■ Given task: Rewrite the records below with "Query" changed to "Target" wherever it appears, keeping everything else the same.

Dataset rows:
* * * *

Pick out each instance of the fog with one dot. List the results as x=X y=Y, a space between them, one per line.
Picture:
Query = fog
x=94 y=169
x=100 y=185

* * * *

■ Response to the task:
Pick out each instance of the fog with one dot. List the results as x=X y=Y, a space between them, one per line.
Picture:
Target = fog
x=94 y=169
x=100 y=185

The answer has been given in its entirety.